* **Problem to solve**
Go through the records below and tally the lines that include "Target". Answer with the number only.

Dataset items

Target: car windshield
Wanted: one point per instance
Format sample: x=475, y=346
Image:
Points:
---
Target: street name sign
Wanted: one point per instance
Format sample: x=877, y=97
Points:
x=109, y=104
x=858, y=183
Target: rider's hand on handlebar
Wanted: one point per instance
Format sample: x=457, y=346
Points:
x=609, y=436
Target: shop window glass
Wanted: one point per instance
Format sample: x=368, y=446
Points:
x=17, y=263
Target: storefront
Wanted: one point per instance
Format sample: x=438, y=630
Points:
--
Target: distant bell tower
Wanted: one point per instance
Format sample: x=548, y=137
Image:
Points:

* **The completed task**
6